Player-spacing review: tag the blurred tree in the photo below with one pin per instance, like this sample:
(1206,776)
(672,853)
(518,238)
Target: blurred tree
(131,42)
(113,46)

THE PROBLEM:
The response should consist of all the entries, copied without any alteration.

EXERCISE OUTPUT:
Player-spacing review: tag the blurred tree in the photo below with one pin per instance, like this sample:
(1206,776)
(672,853)
(518,238)
Target: blurred tree
(131,42)
(113,46)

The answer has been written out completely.